Recorded data:
──────────────────────────────

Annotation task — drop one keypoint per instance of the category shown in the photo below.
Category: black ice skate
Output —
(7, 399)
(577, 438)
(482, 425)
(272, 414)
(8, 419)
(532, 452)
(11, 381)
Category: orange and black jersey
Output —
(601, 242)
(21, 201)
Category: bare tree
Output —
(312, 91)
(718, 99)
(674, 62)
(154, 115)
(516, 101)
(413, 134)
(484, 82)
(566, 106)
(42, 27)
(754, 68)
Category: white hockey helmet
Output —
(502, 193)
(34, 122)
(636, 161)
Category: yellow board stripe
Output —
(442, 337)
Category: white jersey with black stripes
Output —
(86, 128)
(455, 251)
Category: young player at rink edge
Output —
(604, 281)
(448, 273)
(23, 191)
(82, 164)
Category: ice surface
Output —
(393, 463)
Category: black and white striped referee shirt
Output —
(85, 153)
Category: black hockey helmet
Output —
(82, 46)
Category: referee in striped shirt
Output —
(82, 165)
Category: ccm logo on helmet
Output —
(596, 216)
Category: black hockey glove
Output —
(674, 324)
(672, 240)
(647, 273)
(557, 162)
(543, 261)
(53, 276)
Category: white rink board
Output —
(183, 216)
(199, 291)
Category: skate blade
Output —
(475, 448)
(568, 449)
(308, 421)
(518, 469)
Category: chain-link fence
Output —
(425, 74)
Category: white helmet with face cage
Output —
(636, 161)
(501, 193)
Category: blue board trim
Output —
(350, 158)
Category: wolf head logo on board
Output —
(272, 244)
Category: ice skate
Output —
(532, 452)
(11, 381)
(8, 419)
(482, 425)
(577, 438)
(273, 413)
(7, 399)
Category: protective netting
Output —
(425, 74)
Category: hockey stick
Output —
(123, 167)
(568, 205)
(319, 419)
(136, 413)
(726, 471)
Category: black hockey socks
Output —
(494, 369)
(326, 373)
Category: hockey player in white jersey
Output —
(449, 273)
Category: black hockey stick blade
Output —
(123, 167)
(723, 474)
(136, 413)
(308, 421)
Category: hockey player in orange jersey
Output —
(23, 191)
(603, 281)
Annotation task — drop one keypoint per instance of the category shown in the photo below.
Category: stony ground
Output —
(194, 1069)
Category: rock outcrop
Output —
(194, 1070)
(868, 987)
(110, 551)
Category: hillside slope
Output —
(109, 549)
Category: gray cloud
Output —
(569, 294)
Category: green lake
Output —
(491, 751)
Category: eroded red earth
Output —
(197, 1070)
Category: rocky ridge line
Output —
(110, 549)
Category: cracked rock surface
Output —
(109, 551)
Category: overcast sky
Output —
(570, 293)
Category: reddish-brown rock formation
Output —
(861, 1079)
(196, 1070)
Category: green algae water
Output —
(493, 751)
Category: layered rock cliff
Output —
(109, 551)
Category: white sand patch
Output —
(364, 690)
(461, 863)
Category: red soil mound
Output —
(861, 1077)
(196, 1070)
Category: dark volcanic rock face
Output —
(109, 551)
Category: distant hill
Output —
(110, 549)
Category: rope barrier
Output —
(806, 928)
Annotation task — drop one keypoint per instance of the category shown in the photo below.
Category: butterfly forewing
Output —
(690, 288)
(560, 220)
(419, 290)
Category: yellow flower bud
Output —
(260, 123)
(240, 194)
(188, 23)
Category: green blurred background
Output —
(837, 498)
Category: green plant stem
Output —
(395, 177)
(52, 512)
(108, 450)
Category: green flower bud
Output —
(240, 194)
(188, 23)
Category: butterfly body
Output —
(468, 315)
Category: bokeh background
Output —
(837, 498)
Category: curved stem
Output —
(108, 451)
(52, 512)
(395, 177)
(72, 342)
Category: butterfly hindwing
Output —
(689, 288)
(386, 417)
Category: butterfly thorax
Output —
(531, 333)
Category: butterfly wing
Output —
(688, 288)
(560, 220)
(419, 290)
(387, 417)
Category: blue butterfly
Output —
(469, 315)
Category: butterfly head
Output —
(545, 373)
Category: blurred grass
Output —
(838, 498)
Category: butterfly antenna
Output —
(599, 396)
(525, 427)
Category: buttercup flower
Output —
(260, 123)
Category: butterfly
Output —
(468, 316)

──────────────────────────────

#### WHAT THE EXERCISE ASKS
Copy the data word for word, beginning with the line that contains "Category: butterfly wing" and continuing through the end of the data.

#### FULL SOLUTION
Category: butterfly wing
Output —
(688, 288)
(560, 220)
(419, 290)
(387, 417)
Category: blue butterfly
Output —
(469, 315)
Category: butterfly head
Output —
(545, 373)
Category: blurred grass
Output —
(838, 498)
Category: butterfly antenna
Output —
(599, 396)
(525, 427)
Category: buttercup flower
Output —
(260, 123)
Category: butterfly
Output —
(468, 316)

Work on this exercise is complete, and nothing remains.